* **Task brief**
Copy the rows below verbatim, from the first line through the line holding "column 858, row 183", inclusive, and leave the picture out.

(Part of a data file)
----------------------------------------

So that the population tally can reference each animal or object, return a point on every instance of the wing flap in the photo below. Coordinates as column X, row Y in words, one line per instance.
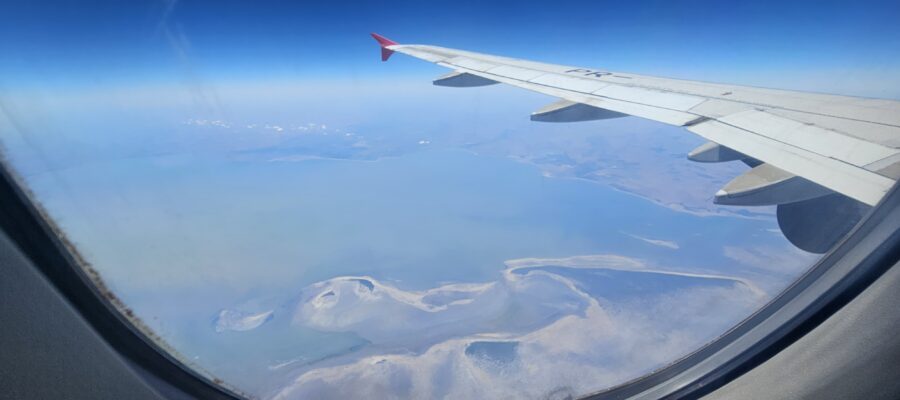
column 811, row 138
column 833, row 141
column 858, row 183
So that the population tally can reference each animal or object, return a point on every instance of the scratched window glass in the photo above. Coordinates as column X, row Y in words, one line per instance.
column 297, row 208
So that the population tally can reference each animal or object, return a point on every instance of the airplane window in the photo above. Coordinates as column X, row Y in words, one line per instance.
column 295, row 218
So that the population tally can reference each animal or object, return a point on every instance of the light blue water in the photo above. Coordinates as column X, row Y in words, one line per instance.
column 181, row 237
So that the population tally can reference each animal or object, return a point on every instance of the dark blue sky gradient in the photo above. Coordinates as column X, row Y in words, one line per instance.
column 140, row 42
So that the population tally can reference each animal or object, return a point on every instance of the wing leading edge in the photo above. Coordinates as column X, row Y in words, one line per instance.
column 803, row 146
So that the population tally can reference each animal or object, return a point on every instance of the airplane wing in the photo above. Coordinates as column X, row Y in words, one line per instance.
column 802, row 145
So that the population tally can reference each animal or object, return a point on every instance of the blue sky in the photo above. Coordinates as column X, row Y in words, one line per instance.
column 146, row 42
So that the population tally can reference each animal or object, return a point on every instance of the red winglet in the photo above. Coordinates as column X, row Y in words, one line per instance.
column 384, row 42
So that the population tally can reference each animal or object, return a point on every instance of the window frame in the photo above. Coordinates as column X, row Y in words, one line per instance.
column 871, row 248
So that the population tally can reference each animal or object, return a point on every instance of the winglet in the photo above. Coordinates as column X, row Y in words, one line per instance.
column 384, row 42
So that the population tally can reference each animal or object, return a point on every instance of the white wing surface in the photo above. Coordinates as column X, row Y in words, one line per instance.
column 804, row 145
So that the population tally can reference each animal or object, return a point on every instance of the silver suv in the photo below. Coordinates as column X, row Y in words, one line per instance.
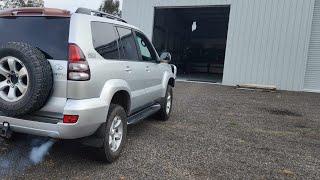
column 85, row 75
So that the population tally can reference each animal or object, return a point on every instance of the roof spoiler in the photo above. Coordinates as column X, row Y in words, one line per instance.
column 35, row 12
column 99, row 13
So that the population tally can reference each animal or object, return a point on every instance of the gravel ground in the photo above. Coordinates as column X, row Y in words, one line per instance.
column 215, row 132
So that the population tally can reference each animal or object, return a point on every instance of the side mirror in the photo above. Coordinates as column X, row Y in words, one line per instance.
column 165, row 57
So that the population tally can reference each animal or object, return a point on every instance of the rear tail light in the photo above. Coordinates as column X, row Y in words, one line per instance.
column 70, row 119
column 78, row 68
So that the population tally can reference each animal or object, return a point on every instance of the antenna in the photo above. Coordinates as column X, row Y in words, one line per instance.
column 99, row 13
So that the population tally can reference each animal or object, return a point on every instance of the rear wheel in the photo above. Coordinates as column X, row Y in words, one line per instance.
column 115, row 133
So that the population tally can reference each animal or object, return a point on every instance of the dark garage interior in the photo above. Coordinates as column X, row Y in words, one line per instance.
column 196, row 38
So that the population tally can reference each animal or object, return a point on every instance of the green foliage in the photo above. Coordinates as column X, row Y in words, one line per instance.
column 111, row 7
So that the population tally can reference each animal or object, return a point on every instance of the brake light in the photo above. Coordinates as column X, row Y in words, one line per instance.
column 70, row 119
column 78, row 68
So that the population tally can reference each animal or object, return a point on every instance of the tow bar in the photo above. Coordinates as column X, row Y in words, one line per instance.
column 5, row 131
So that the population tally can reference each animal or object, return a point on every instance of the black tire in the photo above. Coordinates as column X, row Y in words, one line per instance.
column 105, row 152
column 163, row 115
column 40, row 79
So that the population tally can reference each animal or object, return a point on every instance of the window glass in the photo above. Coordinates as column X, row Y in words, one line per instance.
column 105, row 40
column 145, row 48
column 49, row 34
column 128, row 48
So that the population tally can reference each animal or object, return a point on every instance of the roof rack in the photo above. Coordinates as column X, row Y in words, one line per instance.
column 99, row 13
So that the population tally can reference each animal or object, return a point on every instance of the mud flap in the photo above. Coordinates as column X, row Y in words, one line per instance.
column 5, row 131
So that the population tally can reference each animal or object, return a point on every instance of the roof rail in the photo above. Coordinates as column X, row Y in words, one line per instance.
column 98, row 13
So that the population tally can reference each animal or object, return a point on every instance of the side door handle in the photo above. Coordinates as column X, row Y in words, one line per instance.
column 148, row 69
column 128, row 69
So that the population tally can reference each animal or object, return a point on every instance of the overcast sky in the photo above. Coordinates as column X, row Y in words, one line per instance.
column 72, row 5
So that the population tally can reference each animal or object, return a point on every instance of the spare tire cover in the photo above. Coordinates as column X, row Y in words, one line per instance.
column 26, row 79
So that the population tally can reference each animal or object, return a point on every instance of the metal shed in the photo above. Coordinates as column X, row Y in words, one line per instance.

----------------------------------------

* **The solution**
So that the population tally can reference each animal or object, return a point on every instance of the wing flap in the photo below. Coordinates as column X, row Y in words, one line per instance.
column 811, row 138
column 833, row 141
column 858, row 183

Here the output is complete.